**Selected text:**
Published on April 6th, 2012 | by Bryant West, Columnist0
2012 NBA Draft Mock #3: Post-NCAA Tournament Edition
For NBA fans, this season’s NCAA Tournament was a Godsend. Unlike the previous couple March Madnesses, this years tournament killed off the Cinderellas early, leaving the cream of the crop playing in some of the biggest games.
Three of the top four prospective draft picks—Anthony Davis, Michael Kidd-Gilchrist from Kentucky and Thomas Robinson from Kansas—played in the championship game. So did Terrance Jones, a probable lottery pick. Jared Sullinger, a lock for a top ten selection, was also in the Final Four. Perry Jones III (Baylor) and Bradley Beal (Florida) were both in the Elite Eight —as was North Carolina, which boasted four potential lottery selections (Harrison Barnes, John Henson, James McAdoo and Kendall Marshall). In total, that’s eleven players who could all legitimately hear their names called within the top fourteen picks on June 28th.
While many of the projected Class of 2012 have not made their draft intentions clear, we’ll know within four days—the NCAA has set the deadline at April 10th for players to decide to return to school. But how does the draft shape up for now? Let’s take a look.
1. Charlotte Bobcats: PF Anthony Davis, Kentucky
Bobcats fans, heed my cautionary tale. The year was 2009, and my beloved Sacramento Kings were a dreadful 18-63, worst in the league. Fans everywhere were already drooling at the prospect of Blake Griffin in purple. After all… the Kings hadn’t been relevant since 2004, we were fighting (and currently losing) a battle to even keep the franchise, and gosh-darn-it we’d lost 63 freaking games! We deserved that number one pick!
Of course, Sacramento didn’t get the number one pick. We ended up with number four. And while Tyreke Evans was a decent consolation prize, (and DeMarcus Cousins the next year even more so), we counted our chickens before they hatched. Or counted the pick before the ping pong balls. Whatever.

**Supplied information:**
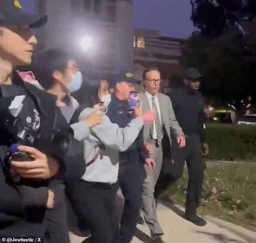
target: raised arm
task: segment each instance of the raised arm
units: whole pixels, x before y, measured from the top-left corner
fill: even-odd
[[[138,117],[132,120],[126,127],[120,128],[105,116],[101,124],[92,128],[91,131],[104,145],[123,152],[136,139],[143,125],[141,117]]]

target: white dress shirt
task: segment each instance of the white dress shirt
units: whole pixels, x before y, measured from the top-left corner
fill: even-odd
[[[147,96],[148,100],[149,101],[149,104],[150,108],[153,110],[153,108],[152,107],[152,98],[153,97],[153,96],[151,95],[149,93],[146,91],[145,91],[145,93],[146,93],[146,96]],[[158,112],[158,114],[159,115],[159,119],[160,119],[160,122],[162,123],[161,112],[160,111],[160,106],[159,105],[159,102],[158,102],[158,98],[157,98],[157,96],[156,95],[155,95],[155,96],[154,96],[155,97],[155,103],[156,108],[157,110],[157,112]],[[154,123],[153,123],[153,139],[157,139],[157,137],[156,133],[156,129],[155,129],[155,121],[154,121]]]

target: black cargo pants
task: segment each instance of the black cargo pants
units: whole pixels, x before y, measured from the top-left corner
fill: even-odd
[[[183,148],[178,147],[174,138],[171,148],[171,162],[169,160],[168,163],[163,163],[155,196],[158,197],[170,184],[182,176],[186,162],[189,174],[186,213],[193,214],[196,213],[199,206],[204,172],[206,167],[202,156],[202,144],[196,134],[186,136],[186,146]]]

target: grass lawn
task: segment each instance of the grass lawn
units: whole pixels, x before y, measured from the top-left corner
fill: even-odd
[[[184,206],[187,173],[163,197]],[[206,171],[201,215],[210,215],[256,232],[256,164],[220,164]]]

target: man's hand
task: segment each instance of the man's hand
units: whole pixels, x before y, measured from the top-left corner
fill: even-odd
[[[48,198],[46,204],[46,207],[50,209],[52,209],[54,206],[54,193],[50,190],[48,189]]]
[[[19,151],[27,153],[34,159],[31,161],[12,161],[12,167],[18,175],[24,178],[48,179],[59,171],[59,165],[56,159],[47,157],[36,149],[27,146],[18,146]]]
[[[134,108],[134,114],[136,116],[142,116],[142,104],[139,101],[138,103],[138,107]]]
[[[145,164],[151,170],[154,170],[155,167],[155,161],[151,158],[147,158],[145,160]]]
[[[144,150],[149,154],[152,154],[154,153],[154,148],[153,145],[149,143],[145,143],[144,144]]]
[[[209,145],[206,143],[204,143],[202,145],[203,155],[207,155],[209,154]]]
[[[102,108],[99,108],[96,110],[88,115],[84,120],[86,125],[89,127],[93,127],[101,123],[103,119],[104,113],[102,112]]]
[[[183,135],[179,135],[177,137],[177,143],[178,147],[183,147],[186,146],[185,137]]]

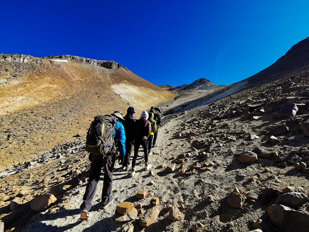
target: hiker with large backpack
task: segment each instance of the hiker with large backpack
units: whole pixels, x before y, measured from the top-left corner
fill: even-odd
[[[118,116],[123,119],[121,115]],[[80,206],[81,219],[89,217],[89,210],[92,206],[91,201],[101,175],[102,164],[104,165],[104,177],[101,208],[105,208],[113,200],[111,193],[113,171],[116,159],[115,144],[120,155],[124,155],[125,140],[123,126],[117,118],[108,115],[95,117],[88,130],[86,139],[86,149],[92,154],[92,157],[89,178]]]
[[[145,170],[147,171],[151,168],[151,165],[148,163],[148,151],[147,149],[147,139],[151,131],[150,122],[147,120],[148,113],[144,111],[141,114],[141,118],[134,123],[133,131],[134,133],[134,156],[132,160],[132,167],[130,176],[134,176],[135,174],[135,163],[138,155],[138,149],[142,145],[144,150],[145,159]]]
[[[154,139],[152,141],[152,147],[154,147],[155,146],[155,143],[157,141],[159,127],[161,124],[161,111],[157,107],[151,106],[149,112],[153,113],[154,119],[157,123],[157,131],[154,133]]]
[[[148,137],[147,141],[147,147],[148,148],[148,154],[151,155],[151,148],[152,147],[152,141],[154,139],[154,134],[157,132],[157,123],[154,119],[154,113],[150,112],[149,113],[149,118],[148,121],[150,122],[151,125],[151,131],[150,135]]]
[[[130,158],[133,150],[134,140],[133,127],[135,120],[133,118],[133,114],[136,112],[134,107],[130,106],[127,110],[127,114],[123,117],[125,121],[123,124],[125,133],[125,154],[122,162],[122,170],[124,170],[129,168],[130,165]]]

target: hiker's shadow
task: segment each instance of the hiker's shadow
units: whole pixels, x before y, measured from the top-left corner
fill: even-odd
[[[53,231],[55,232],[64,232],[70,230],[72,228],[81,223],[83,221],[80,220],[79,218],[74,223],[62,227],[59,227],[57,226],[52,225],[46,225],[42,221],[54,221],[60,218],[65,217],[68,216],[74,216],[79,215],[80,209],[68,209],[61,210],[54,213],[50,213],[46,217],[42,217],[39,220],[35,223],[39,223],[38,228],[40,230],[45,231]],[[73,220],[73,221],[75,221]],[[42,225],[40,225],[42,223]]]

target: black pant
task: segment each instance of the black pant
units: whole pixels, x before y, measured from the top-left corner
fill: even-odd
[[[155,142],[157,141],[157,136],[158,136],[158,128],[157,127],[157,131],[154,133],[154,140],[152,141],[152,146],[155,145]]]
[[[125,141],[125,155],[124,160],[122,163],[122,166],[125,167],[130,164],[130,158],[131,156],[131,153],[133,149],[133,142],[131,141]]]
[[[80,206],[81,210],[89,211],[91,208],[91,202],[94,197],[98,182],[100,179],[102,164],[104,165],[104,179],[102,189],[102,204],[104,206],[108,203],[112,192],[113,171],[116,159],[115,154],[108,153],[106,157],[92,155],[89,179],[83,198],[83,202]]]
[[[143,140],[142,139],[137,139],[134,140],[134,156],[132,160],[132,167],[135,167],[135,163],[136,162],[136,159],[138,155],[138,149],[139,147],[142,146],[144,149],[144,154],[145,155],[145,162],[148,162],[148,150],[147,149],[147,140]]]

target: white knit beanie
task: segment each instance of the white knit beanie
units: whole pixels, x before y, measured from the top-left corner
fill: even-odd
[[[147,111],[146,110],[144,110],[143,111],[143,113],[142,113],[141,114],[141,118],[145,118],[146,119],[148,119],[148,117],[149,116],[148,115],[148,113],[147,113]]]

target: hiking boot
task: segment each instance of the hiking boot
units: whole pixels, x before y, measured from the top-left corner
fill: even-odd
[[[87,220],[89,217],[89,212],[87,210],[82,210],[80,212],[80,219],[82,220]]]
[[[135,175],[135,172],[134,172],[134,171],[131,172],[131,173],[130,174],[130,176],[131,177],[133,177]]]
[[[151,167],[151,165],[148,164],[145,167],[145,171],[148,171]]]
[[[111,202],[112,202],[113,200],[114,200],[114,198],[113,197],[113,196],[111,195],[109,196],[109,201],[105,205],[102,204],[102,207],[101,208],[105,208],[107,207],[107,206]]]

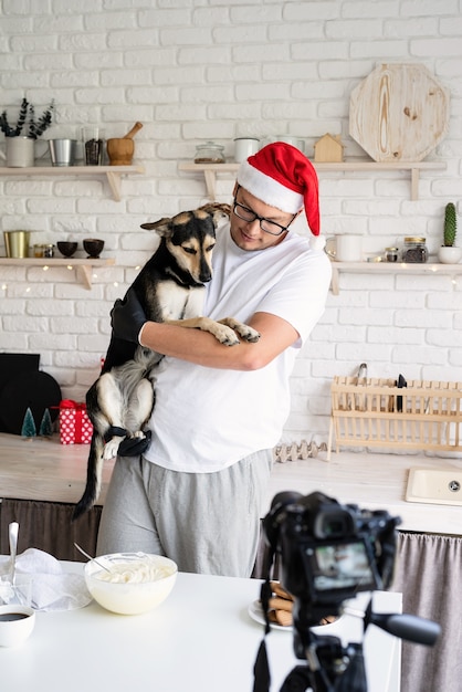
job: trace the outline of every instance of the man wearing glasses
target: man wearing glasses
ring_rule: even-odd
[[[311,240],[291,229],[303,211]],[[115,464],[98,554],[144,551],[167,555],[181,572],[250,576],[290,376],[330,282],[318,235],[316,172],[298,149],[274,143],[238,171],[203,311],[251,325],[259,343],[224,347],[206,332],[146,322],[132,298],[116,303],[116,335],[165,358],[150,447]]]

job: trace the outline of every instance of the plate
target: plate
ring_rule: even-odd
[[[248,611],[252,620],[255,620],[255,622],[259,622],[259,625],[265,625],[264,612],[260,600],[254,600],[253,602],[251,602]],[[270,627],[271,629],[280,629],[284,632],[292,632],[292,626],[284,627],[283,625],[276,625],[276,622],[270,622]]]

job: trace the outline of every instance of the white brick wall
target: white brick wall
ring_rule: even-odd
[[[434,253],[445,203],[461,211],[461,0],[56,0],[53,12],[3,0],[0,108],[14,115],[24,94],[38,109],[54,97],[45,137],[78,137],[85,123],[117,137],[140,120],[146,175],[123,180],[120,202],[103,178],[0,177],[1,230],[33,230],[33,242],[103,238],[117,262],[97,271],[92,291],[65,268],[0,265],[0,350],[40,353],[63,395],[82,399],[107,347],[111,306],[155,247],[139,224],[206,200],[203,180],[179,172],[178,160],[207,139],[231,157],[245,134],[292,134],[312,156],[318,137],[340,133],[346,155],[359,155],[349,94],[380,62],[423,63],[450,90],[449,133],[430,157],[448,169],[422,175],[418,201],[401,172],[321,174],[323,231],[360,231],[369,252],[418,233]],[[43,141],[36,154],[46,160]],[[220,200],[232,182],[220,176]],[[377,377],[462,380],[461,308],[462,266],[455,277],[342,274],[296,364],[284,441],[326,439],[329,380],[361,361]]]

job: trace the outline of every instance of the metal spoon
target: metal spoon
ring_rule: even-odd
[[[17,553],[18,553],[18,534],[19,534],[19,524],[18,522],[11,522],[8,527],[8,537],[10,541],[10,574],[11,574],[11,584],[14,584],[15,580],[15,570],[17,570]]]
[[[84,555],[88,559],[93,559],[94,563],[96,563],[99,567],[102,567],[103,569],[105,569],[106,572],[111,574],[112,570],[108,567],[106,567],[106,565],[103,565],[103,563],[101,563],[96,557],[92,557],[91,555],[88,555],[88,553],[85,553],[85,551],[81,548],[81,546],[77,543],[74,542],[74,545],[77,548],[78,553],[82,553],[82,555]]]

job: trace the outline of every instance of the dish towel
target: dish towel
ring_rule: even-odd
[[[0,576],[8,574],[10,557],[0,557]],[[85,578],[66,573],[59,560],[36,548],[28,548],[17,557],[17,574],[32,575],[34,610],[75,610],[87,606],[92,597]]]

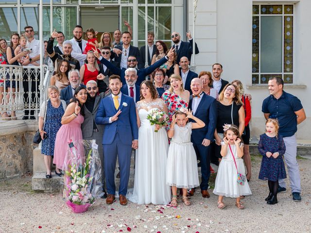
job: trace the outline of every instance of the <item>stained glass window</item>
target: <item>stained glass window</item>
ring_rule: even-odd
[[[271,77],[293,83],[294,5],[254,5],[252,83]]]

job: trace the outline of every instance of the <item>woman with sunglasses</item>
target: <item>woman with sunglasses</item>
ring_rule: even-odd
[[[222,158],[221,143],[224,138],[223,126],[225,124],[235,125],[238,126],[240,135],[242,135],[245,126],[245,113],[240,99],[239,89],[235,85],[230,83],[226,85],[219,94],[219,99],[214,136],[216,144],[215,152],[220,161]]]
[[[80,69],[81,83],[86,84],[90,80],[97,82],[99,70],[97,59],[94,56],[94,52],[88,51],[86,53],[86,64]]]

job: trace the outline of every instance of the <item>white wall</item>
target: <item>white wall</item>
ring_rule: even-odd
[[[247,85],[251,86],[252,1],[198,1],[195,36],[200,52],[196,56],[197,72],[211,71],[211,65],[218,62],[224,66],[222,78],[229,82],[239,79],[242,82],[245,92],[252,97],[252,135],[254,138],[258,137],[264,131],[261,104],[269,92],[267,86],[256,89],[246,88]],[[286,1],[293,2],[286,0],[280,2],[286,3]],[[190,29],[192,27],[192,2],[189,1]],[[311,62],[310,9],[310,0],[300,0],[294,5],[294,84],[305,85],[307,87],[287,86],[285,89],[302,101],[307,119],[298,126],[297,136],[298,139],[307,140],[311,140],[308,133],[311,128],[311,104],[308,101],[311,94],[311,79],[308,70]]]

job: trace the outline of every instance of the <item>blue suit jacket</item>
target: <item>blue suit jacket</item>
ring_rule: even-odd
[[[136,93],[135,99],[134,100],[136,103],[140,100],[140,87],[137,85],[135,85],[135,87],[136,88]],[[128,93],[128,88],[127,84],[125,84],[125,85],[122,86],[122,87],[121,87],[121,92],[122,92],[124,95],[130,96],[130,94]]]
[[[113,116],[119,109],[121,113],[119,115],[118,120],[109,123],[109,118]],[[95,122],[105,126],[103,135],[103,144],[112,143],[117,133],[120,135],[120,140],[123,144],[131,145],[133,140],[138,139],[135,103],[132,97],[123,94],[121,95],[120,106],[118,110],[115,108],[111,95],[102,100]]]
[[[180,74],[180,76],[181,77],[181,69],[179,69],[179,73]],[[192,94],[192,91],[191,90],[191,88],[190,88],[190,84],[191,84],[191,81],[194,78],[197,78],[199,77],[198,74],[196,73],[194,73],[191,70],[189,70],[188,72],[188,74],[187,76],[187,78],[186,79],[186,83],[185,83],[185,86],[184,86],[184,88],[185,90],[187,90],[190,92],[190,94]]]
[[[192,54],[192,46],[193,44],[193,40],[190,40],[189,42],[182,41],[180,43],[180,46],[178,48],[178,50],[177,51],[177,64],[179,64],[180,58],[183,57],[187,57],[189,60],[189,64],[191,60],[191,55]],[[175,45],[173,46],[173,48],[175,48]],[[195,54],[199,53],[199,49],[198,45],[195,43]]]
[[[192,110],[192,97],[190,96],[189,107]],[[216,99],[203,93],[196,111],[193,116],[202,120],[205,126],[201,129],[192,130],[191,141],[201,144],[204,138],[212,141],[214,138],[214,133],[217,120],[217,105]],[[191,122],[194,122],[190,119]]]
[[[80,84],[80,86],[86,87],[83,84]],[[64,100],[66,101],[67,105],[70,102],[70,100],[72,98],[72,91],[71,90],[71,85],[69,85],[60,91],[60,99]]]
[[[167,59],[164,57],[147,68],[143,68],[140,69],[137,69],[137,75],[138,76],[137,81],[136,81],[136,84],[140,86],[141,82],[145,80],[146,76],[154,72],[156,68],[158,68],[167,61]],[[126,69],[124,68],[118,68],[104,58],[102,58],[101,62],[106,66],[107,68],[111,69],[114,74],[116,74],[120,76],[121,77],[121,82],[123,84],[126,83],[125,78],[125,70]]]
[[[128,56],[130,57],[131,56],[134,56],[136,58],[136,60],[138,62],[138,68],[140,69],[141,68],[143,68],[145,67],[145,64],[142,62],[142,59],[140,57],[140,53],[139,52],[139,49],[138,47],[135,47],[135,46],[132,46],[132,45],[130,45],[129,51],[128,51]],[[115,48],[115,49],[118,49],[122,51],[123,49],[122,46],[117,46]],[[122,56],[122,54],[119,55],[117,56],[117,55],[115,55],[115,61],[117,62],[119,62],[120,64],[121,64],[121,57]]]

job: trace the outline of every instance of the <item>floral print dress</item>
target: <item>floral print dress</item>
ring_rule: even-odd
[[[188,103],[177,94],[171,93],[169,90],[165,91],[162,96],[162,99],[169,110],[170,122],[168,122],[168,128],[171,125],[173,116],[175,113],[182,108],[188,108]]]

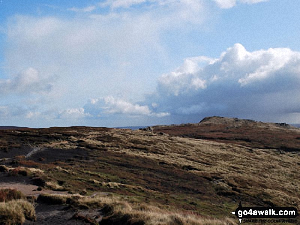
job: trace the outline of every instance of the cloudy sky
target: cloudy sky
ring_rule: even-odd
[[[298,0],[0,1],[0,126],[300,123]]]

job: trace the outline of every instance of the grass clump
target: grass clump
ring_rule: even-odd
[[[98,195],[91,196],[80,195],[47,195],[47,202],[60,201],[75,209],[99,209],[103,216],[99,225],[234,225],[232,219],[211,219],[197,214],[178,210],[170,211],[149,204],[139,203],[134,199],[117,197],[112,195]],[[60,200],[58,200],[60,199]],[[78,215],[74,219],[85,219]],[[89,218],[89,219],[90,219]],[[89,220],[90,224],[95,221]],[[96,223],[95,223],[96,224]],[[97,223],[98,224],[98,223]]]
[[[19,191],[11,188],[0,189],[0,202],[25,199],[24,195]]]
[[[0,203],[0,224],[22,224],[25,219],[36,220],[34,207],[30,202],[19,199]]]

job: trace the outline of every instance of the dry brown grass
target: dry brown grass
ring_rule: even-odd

**The problem:**
Copy the NBA mock draft article word for word, from "While many of" to "take a look.". None of the records is needed for what follows.

**Written response:**
While many of the projected Class of 2012 have not made their draft intentions clear, we’ll know within four days—the NCAA has set the deadline at April 10th for players to decide to return to school. But how does the draft shape up for now? Let’s take a look.